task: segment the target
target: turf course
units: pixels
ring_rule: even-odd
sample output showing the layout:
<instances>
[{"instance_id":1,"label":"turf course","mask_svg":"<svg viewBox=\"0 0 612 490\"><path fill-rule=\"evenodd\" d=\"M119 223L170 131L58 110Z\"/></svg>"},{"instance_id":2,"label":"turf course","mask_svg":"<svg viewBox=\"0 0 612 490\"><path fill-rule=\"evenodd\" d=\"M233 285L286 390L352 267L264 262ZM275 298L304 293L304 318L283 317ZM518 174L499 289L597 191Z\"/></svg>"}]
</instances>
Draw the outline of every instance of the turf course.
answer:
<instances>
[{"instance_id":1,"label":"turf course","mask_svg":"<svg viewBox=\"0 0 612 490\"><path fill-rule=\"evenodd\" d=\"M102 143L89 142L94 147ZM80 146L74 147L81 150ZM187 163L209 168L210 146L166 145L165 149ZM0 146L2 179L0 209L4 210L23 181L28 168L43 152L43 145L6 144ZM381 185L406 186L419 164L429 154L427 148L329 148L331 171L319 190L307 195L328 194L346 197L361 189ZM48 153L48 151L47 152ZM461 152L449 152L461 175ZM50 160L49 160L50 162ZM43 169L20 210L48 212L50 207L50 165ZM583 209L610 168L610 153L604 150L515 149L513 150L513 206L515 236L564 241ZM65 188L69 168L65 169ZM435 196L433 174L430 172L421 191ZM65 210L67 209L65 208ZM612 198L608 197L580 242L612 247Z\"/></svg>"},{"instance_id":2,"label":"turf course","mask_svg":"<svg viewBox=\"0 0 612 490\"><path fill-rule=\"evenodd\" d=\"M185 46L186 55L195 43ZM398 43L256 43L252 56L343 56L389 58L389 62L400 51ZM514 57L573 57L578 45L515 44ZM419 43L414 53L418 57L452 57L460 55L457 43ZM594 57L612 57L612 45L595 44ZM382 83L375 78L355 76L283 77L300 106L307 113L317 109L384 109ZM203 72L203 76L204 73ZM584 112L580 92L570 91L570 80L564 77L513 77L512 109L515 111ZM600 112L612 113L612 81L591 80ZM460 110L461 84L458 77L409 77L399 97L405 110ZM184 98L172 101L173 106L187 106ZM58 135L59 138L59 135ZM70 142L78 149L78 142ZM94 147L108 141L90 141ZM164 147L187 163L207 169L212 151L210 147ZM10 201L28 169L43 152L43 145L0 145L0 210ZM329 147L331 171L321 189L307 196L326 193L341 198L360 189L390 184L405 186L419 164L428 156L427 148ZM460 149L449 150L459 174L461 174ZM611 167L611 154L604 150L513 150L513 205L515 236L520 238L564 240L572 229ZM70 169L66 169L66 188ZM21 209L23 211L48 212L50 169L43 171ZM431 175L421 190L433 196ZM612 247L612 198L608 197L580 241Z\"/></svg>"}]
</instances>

=-=-=

## BRIEF
Extract each entry in full, exactly as given.

## RESULT OF THIS TASK
task: segment the target
target: turf course
units: pixels
ring_rule: even-odd
sample output showing the layout:
<instances>
[{"instance_id":1,"label":"turf course","mask_svg":"<svg viewBox=\"0 0 612 490\"><path fill-rule=\"evenodd\" d=\"M119 223L170 131L58 110Z\"/></svg>"},{"instance_id":2,"label":"turf course","mask_svg":"<svg viewBox=\"0 0 612 490\"><path fill-rule=\"evenodd\" d=\"M233 285L286 390L352 267L264 262ZM275 298L304 293L304 318L283 317ZM518 174L499 289L597 191Z\"/></svg>"}]
</instances>
Draw the outline of every instance of the turf course.
answer:
<instances>
[{"instance_id":1,"label":"turf course","mask_svg":"<svg viewBox=\"0 0 612 490\"><path fill-rule=\"evenodd\" d=\"M102 143L89 142L94 147ZM80 146L74 147L81 150ZM187 163L209 168L210 146L166 145L165 149ZM0 146L2 179L0 209L4 210L23 181L28 168L43 152L43 145L6 144ZM381 185L406 186L419 164L429 154L427 148L329 148L331 171L319 190L307 195L328 194L346 197L361 189ZM48 153L48 151L47 152ZM461 152L449 152L461 175ZM50 160L49 160L50 162ZM43 169L20 210L48 212L50 207L50 165ZM583 209L610 168L610 153L604 150L515 149L513 150L513 206L515 236L564 241ZM65 188L69 168L65 169ZM435 196L433 174L430 172L421 191ZM65 210L67 209L65 208ZM612 198L608 197L580 242L612 247Z\"/></svg>"},{"instance_id":2,"label":"turf course","mask_svg":"<svg viewBox=\"0 0 612 490\"><path fill-rule=\"evenodd\" d=\"M185 46L186 55L195 43ZM398 43L256 43L252 56L343 56L389 58L389 62L400 51ZM514 57L573 57L578 45L515 44ZM419 43L414 53L418 57L452 57L460 55L457 43ZM594 57L612 57L612 45L595 44ZM382 83L375 78L355 76L283 77L300 106L307 113L317 109L384 109ZM203 72L203 76L204 73ZM584 112L580 92L570 91L570 80L564 77L513 77L512 109L515 111ZM600 112L612 113L612 81L591 80ZM460 110L461 84L458 77L409 77L399 97L405 110ZM184 98L172 101L173 106L187 106ZM58 135L59 138L59 135ZM70 142L78 149L78 142ZM94 147L108 141L90 141ZM164 147L187 163L207 169L212 151L210 147ZM10 201L28 169L43 152L43 145L0 145L0 210ZM329 147L331 171L321 189L307 196L326 193L341 198L360 189L390 184L405 186L419 164L428 156L427 148ZM460 149L449 150L459 174L461 174ZM611 167L611 154L604 150L513 150L513 205L515 236L520 238L564 240L572 229ZM70 169L66 169L66 188ZM21 209L23 211L48 212L50 169L43 171ZM431 175L421 190L433 196ZM612 247L612 198L608 197L580 241Z\"/></svg>"}]
</instances>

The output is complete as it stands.